··· Datos proporcionados ···
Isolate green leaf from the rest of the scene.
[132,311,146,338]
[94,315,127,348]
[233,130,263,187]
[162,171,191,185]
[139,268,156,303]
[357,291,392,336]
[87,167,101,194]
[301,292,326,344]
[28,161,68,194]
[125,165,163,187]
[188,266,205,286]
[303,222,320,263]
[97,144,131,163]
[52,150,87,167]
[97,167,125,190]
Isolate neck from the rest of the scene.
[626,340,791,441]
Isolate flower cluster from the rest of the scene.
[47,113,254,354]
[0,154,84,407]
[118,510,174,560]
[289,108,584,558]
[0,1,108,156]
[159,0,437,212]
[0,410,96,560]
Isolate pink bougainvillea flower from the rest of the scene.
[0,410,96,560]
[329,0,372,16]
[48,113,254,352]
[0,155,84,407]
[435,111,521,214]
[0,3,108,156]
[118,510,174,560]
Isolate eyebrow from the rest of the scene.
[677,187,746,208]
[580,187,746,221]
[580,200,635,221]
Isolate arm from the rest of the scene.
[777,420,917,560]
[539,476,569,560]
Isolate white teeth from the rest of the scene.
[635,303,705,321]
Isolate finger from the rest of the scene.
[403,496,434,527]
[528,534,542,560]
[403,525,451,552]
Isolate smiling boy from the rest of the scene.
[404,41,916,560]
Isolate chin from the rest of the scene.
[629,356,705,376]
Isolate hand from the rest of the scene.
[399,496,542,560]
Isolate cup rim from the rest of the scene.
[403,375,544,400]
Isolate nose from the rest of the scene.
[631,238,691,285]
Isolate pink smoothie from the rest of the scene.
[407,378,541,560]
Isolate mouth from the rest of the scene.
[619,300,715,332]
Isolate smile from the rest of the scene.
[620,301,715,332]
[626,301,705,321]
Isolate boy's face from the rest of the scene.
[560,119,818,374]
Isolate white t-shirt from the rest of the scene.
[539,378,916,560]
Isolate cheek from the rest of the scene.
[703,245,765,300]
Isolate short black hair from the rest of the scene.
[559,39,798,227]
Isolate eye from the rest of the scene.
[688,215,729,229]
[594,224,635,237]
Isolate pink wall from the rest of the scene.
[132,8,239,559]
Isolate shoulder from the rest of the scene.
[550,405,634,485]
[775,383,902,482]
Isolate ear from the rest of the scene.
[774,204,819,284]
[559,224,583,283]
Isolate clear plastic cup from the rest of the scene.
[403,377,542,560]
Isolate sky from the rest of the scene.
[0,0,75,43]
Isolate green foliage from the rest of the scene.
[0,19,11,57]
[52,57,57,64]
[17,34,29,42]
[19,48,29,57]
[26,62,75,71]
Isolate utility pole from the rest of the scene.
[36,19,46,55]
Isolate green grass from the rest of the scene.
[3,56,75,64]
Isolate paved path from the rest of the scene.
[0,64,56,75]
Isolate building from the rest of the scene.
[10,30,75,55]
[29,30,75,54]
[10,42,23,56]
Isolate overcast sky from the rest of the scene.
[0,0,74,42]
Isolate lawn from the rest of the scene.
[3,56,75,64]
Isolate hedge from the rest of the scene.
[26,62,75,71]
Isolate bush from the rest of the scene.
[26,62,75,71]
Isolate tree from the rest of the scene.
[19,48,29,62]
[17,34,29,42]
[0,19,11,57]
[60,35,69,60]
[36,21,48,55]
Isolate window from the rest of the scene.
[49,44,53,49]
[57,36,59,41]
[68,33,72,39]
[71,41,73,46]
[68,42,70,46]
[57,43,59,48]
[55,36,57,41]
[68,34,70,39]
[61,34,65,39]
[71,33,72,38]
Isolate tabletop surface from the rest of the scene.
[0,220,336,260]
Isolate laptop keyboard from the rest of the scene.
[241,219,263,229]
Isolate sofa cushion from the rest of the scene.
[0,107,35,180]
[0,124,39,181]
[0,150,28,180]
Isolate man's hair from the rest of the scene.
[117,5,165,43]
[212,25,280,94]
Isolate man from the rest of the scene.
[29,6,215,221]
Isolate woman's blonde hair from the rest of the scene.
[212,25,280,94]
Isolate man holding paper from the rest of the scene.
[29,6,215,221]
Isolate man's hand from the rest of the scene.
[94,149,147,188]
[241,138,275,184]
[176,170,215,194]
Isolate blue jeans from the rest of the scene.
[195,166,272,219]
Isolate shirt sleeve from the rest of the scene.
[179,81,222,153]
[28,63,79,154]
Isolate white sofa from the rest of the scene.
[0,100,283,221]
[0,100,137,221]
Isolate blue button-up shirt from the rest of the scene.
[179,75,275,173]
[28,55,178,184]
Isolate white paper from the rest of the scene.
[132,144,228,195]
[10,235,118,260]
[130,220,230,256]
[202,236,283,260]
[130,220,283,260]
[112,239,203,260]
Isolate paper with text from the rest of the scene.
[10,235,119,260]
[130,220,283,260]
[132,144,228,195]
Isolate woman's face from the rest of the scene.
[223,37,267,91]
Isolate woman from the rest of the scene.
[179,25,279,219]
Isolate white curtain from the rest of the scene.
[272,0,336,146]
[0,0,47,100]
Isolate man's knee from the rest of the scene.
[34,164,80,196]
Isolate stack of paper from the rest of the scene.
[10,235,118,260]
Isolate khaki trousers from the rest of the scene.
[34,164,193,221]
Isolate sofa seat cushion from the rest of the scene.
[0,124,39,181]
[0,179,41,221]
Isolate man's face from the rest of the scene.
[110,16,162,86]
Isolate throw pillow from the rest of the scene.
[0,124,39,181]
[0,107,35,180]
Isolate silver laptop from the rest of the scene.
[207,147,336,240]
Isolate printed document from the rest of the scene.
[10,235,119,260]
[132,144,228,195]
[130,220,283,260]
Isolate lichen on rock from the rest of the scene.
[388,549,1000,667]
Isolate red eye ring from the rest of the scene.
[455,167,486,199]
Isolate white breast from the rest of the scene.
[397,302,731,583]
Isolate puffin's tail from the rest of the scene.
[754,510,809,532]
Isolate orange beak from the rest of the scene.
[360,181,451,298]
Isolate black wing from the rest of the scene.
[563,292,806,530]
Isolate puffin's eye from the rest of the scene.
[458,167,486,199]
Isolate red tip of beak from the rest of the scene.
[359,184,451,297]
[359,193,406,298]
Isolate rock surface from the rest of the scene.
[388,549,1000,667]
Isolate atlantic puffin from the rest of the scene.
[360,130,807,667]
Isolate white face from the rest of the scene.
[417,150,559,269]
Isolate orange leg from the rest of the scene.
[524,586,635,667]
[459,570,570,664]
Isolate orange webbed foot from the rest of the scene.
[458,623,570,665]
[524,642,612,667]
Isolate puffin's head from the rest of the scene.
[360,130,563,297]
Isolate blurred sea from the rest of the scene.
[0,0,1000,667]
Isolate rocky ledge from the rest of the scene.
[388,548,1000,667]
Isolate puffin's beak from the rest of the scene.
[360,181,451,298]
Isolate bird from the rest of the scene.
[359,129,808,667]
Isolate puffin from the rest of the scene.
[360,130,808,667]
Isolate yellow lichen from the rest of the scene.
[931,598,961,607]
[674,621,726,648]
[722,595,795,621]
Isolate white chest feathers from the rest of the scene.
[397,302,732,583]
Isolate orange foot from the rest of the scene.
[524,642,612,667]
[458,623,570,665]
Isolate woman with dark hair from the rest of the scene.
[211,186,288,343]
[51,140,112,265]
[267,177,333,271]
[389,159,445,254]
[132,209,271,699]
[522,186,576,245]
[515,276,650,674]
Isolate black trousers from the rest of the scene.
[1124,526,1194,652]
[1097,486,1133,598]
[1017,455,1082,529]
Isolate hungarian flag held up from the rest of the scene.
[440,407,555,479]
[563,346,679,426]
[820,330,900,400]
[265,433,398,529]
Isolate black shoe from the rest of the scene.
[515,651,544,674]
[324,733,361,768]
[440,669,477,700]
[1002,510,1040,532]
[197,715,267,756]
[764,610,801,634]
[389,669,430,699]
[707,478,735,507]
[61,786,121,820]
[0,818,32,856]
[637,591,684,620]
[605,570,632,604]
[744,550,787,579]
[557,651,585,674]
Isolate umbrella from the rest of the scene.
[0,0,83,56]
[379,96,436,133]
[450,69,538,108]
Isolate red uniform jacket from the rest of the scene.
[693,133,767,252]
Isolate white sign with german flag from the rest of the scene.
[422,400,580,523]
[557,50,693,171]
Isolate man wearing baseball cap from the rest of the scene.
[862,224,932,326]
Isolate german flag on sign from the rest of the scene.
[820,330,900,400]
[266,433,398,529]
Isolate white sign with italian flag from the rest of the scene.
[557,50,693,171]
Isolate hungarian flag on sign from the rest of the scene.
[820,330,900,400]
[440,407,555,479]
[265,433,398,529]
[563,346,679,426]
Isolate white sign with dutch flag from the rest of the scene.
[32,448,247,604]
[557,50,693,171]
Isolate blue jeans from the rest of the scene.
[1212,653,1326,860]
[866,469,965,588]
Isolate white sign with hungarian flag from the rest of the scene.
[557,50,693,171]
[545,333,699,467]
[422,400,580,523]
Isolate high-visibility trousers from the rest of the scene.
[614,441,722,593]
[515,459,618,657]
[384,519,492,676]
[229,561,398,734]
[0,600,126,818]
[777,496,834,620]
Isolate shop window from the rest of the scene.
···
Cita sin ningún cambio los registros de arriba, desde la línea que contiene "Isolate hungarian flag held" hasta la línea que contiene "[557,651,585,674]", ambas incluidas.

**Resultado de la tarea:**
Isolate hungarian flag held up from the rest of the scene.
[440,407,555,479]
[563,346,679,426]
[820,330,900,400]
[265,433,398,529]
Isolate black shoe from the rest of the scene.
[515,651,544,674]
[324,733,361,768]
[440,669,477,700]
[1002,510,1040,532]
[197,715,267,756]
[764,610,801,634]
[389,669,430,699]
[707,478,735,507]
[61,786,121,820]
[0,818,32,856]
[637,591,684,620]
[605,570,632,604]
[744,550,787,579]
[557,651,585,674]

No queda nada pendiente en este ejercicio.